━━ Record excerpts

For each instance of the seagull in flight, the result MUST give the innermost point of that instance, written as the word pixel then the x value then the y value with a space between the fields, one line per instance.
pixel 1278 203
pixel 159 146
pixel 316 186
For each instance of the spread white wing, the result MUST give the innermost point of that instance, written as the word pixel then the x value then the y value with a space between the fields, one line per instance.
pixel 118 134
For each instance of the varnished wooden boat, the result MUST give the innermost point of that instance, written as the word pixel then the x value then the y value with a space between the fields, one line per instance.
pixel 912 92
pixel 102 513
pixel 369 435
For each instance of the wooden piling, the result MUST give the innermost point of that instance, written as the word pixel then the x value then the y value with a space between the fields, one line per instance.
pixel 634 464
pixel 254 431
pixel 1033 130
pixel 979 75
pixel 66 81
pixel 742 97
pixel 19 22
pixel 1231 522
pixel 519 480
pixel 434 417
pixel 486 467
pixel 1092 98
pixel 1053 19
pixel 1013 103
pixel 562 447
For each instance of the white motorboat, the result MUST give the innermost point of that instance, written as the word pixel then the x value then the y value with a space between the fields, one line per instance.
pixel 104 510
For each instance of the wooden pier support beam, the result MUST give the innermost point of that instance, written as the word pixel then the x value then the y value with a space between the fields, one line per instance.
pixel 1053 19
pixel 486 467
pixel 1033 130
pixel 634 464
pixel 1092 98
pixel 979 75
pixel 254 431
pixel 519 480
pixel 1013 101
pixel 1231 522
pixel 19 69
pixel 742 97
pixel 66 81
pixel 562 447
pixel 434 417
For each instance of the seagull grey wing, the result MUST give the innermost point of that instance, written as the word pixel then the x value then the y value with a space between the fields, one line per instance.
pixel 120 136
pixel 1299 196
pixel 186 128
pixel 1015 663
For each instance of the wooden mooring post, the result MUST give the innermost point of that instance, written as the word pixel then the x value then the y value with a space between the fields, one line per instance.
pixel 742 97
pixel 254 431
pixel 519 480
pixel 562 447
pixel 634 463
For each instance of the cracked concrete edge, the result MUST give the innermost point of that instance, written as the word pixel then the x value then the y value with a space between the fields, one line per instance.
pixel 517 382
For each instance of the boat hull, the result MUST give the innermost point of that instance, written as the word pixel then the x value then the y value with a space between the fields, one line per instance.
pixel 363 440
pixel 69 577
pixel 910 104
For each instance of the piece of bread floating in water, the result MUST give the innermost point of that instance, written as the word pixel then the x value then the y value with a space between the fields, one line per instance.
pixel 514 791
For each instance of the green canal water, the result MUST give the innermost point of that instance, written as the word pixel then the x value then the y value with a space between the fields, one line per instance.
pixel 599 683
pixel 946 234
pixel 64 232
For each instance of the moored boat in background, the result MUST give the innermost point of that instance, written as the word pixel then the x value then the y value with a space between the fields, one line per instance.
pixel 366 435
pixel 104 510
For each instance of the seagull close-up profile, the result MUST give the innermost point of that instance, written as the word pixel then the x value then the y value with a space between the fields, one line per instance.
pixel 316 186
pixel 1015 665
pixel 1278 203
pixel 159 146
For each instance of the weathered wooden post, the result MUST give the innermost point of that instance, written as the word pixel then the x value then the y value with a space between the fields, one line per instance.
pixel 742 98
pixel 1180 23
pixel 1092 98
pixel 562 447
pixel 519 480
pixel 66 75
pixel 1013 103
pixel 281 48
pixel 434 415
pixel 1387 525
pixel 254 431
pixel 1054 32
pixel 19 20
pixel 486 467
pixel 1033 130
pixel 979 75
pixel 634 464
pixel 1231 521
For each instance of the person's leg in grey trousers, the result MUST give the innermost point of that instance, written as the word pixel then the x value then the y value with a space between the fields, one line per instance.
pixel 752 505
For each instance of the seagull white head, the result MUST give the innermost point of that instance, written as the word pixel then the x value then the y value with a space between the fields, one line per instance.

━━━━

» Required work
Can you format every line of the listing above as a JSON list of strings, one string per line, with blank lines left out?

» The solution
[
  "For each instance of the seagull in flight, the result MUST give the innermost point of that instance, written as the word pixel then the x value then the y value with a space between the fields, one line per instance.",
  "pixel 1278 203",
  "pixel 159 146",
  "pixel 316 186",
  "For each instance of the spread white wing, the result MUST give the innermost point of that instance, written as the word pixel then the x value then the y value with a space between the fields, one line per instance.",
  "pixel 118 134",
  "For each instance of the varnished wooden boat, the result MUST give the innermost point of that instance, written as the word pixel then the x value then the y value with a space between the fields, one line per instance.",
  "pixel 912 92",
  "pixel 102 513",
  "pixel 369 435",
  "For each instance of the wooden piling, the result MUST give the innermost point of that instance, written as the word pixel then the x value then the y value with a space between the fields, one line per instance.",
  "pixel 634 464",
  "pixel 254 431",
  "pixel 1033 130",
  "pixel 979 75",
  "pixel 66 81",
  "pixel 742 97",
  "pixel 19 22",
  "pixel 1231 522",
  "pixel 519 480",
  "pixel 434 417",
  "pixel 486 467",
  "pixel 1092 98",
  "pixel 1053 19",
  "pixel 1013 103",
  "pixel 562 447",
  "For each instance of the white motorboat, the result MUST give the innermost point of that instance, written as the word pixel then the x value then the y value with a space between the fields, one line per instance.",
  "pixel 104 510",
  "For each instance of the wooden pier support beam, the result MUST give the innermost point of that instance, written as the word pixel then the x value then the y value with a space between the fields, one line per instance.",
  "pixel 1053 19",
  "pixel 486 467",
  "pixel 1033 130",
  "pixel 634 464",
  "pixel 1092 98",
  "pixel 979 75",
  "pixel 254 431",
  "pixel 519 480",
  "pixel 1013 101",
  "pixel 1231 522",
  "pixel 19 69",
  "pixel 742 97",
  "pixel 66 81",
  "pixel 562 447",
  "pixel 434 417",
  "For each instance of the seagull grey wing, the result MUST give the innermost point of that instance, written as the word pixel then the x value then the y value with a space between the fields, one line per instance.",
  "pixel 120 136",
  "pixel 1299 196",
  "pixel 186 128",
  "pixel 1015 663",
  "For each instance of the wooden mooring post, the result MUST give the innermost point of that instance, written as the word pixel then the x value then the y value with a space between the fields, one line per instance.",
  "pixel 742 97",
  "pixel 254 431",
  "pixel 519 480",
  "pixel 562 447",
  "pixel 634 463",
  "For each instance of the cracked concrete edge, the result MUST give the innermost point of that instance, written as the word pixel then the x value then the y value with a space between the fields, one line per instance.",
  "pixel 517 382",
  "For each instance of the boat hull, the result MUST give the innermost point of that instance, written as the word pixel then the x value then the y value with a space between the fields, one line per instance.",
  "pixel 363 440",
  "pixel 69 577",
  "pixel 910 104",
  "For each instance of the piece of bread floating in water, the result MUST give the innermost point of that instance, written as the word pixel then the x value then the y value with a space between the fields, one line per instance.",
  "pixel 514 791",
  "For each instance of the green canal water, the result MUST give the innermost point of that instance, written as the word pixel then the x value then the y value with a space between the fields, one line per instance.",
  "pixel 599 683",
  "pixel 946 234",
  "pixel 64 232",
  "For each instance of the moored boat in background, the result MUST give the innermost point of that instance, written as the word pixel then the x value then the y value with a space between the fields, one line per instance.",
  "pixel 366 435",
  "pixel 104 510",
  "For each instance of the seagull close-up profile, the result MUST give the innermost point of that instance, written as the word pixel then the x value then the y value with a space between the fields, one line per instance.",
  "pixel 316 186",
  "pixel 1015 665",
  "pixel 1278 203",
  "pixel 159 146",
  "For each instance of the weathered wooden post, the result MUST give the innermost point of that instance, written as the word pixel then the x value then the y value with a space between the fields, one line per instance.",
  "pixel 742 98",
  "pixel 1180 23",
  "pixel 1092 98",
  "pixel 562 447",
  "pixel 519 480",
  "pixel 66 75",
  "pixel 1013 103",
  "pixel 281 48",
  "pixel 434 415",
  "pixel 1387 525",
  "pixel 254 431",
  "pixel 1054 32",
  "pixel 19 20",
  "pixel 486 467",
  "pixel 1033 130",
  "pixel 979 75",
  "pixel 634 464",
  "pixel 1231 521",
  "For each instance of the person's leg in grey trousers, the result MUST give the innermost point of that instance, written as the word pixel then the x value then the y value with a space between the fields, one line per instance.",
  "pixel 752 505",
  "For each instance of the seagull white head, the result MUST give the innermost point of that instance, written as the word pixel then the x value then the y value with a space between the fields, one line per instance."
]